• Source text:
Start of Block

In Chapter 5 we presented many of the issues raised by extensions of domestic violence networks to include health care providers. Here we want to raise several additional issues, including: (1) whether, in addition to screening and identifying domestic violence, hospitals community health centers, and other providers should try to develop some internal capacity to counsel or otherwise help victims, or whether they should rely on referral networks; (2) what types of training might be appropriate for health care system personnel and who should provide it; and (3) the implications for types of services and approaches of the fact that many of the women identified through case screening in health care settings will not be ready to accept referrals to traditional domestic violence programs.
One of the key factors discouraging health care workers from implementing screening procedures for domestic violence is uncertainty about what they should do if they find it. If a community lacks resources to assist the newly discovered cases, or if the health care workers do not know of available resources and potential actions, they cannot refer new cases to appropriate sources of help outside their own settings. If the resources exist in the community, some of the difficulty can be overcome with training and education for health care workers. But, if the resources do not exist, or are in some ways inappropriate for the women whose situation is being discovered by screening in health care settings, health care workers may find themselves caught in a bind. One option is for health care workers to cooperate with current domestic violence service providers to help them expand their services in ways that would meet the needs of the women identified in health settings. As these services develop, referral could take place as usual.

End of Block

• Source material:

Start of Block

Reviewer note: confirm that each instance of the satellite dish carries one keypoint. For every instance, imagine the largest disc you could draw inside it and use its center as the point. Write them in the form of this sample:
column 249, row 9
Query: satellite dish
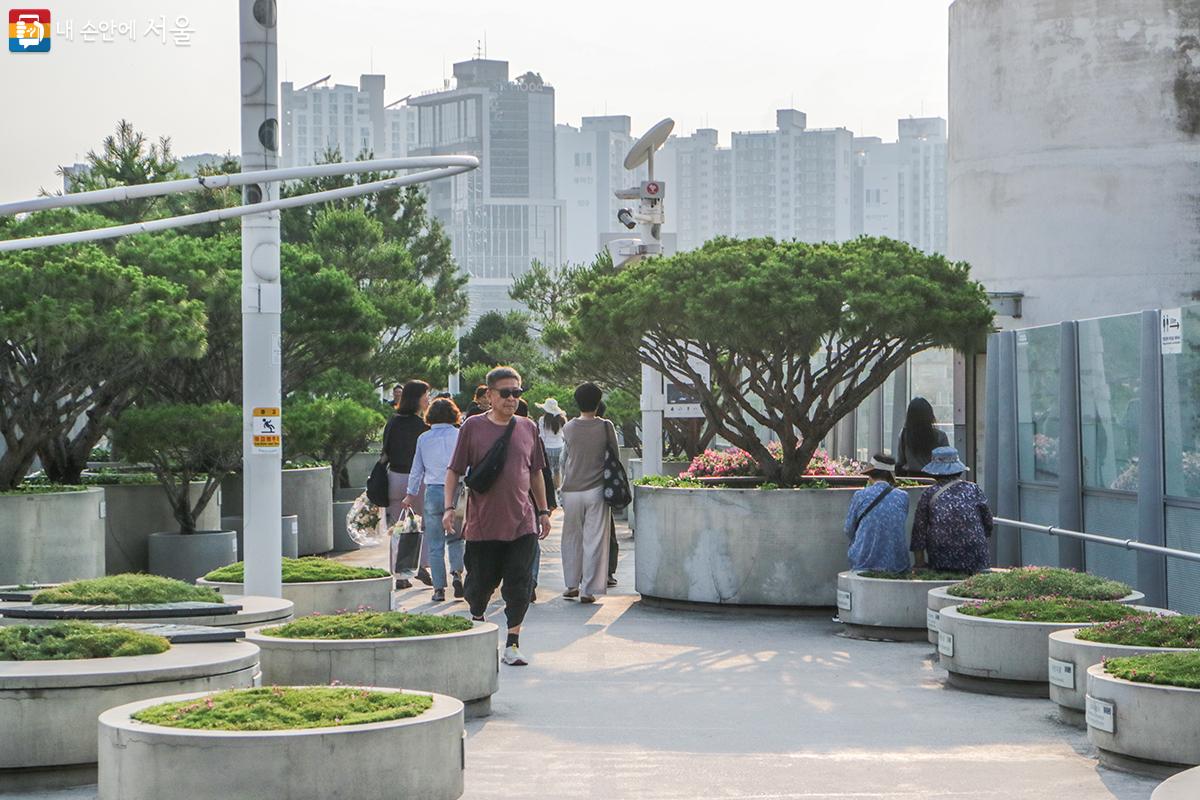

End of Block

• List of tasks:
1. Answer these from the text on domestic violence screening in health care, giving one answer per line, marked (a), (b) and (c):
(a) In which chapter were many of the issues about extending domestic violence networks to health care providers presented?
(b) What is named as one of the key factors discouraging health care workers from implementing screening procedures?
(c) When the resources exist in the community, what can overcome some of the difficulty?
2. List the numbered additional issues that the text on domestic violence screening in health care raises.

• Outputs by task:
1.
(a) Chapter 5.
(b) Uncertainty about what they should do if they find domestic violence.
(c) Training and education for health care workers.

2.
1. Whether hospitals, community health centers and other providers should develop some internal capacity to counsel or otherwise help victims, in addition to screening and identifying domestic violence, or whether they should rely on referral networks.
2. What types of training might be appropriate for health care system personnel, and who should provide it.
3. What it means for types of services and approaches that many of the women identified through case screening in health care settings will not be ready to accept referrals to traditional domestic violence programs.